## [DIRECTIONS]
From the entries, copy out every line in which the word "block" is found.

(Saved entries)
===============

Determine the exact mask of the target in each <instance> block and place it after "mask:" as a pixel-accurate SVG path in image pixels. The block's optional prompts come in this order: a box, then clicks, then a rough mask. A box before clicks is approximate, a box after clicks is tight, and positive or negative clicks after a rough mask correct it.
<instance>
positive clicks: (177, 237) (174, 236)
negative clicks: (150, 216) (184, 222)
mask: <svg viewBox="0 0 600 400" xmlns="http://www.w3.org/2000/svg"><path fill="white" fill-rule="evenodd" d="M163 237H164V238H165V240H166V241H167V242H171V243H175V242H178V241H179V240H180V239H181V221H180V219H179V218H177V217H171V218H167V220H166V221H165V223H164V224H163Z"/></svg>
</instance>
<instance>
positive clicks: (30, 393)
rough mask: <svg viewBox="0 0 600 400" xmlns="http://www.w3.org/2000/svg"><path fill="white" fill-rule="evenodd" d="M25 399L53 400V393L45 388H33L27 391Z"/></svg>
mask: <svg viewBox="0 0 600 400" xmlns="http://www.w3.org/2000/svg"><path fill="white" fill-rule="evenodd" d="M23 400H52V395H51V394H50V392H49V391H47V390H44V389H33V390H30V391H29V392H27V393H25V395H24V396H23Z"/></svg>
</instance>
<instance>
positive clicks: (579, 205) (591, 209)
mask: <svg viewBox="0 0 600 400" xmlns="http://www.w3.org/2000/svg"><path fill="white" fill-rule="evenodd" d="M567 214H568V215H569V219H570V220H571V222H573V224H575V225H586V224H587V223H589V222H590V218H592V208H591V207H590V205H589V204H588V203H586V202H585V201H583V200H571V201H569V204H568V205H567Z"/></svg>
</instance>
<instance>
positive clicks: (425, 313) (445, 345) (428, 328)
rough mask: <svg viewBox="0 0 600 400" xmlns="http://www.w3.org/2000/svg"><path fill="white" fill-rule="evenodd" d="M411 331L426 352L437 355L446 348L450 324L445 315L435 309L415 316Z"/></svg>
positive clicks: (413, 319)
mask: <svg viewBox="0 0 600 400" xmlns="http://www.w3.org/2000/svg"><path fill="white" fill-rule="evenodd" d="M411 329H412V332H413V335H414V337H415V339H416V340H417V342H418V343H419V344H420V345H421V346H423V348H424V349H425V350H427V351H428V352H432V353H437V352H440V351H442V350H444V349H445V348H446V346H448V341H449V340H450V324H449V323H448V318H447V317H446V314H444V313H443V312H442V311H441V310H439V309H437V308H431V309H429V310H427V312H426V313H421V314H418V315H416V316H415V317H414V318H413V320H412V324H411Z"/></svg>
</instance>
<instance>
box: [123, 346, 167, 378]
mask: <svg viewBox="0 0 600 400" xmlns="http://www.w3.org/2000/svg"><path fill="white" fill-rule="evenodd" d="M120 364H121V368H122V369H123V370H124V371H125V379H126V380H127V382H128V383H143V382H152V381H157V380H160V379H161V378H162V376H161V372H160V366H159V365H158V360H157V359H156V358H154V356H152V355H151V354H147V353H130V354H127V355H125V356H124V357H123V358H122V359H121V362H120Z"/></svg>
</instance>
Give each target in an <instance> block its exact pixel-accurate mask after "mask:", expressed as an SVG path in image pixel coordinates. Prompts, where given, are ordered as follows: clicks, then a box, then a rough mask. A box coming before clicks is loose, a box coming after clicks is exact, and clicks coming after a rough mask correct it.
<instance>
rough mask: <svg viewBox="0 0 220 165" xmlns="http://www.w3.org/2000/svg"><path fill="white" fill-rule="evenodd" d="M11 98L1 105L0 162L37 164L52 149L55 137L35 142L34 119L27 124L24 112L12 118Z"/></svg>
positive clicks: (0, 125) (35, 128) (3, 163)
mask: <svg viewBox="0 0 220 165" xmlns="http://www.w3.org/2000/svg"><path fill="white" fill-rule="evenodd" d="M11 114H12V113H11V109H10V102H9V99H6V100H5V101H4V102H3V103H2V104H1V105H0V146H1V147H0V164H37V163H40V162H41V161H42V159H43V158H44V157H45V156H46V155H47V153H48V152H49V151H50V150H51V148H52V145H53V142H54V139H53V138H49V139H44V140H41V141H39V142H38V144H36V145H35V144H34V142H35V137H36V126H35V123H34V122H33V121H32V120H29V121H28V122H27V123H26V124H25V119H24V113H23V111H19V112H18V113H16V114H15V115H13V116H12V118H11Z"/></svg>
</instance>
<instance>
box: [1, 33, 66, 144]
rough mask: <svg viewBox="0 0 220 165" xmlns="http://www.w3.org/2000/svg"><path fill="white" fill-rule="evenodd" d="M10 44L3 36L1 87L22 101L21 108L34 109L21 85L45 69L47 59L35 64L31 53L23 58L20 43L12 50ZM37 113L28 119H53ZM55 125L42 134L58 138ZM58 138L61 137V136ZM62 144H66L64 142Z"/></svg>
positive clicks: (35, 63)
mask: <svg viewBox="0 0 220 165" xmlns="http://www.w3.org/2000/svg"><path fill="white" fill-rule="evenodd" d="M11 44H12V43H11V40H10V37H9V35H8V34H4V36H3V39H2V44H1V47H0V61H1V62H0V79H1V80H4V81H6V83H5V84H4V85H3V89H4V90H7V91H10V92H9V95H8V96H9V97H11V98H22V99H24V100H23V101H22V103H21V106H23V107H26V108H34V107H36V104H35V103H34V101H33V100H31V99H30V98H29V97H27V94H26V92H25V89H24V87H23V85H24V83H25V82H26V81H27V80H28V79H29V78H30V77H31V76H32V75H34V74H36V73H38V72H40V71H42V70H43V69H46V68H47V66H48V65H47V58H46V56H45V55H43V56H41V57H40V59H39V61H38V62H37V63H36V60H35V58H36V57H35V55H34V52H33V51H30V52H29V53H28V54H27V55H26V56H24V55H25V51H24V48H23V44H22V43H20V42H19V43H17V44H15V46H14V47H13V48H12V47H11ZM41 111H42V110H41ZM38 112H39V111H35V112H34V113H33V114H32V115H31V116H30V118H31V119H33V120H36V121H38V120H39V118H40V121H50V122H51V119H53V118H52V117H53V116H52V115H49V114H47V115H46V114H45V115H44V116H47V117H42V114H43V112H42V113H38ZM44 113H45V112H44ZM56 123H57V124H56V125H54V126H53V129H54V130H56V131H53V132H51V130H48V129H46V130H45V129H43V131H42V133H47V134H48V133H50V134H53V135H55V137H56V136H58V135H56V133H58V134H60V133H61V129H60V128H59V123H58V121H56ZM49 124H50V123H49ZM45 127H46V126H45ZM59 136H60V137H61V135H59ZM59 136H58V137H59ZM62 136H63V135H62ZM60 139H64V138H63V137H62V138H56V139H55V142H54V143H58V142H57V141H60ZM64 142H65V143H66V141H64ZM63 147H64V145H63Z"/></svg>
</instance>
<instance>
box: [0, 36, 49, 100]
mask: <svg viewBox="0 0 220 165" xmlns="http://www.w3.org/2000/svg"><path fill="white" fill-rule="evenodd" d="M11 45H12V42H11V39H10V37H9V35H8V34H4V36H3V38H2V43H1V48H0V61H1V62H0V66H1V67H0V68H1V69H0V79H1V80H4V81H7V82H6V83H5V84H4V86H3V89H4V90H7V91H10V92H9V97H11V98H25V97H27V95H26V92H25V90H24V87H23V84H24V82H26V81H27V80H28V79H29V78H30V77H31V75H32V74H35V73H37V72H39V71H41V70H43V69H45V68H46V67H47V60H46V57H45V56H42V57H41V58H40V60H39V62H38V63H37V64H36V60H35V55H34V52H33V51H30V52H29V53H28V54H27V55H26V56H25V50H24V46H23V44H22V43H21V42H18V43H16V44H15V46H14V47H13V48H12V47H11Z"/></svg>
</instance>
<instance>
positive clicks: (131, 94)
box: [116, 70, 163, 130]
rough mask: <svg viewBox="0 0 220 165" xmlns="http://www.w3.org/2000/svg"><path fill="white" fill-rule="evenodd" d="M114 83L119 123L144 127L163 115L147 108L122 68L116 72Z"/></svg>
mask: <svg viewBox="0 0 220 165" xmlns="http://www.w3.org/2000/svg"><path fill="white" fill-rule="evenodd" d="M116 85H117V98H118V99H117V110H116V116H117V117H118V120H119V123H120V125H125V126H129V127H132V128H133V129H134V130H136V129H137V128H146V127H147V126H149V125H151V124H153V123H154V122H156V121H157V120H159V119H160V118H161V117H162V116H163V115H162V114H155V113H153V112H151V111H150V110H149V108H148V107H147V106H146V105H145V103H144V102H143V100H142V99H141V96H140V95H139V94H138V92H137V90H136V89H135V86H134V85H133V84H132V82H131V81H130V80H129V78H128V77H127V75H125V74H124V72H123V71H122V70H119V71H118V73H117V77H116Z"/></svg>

===============

## [REPLY]
Determine the exact mask of the target in each <instance> block and place it after "mask:" as a pixel-accurate SVG path in image pixels. The block's optional prompts come in this order: a box, then clicks, then a rough mask. A box before clicks is approximate, a box after clicks is tight, and positive or negative clicks after a rough mask correct it.
Give each target in an <instance> block its exact pixel-accurate mask after "mask:", expressed as an SVG path in image pixel coordinates. Prompts, where given, are ordered as follows: clicks, then a box, then a rough mask. A box coming before clicks is loose, a box coming after clicks is exact, and clicks coming after a rough mask correct it.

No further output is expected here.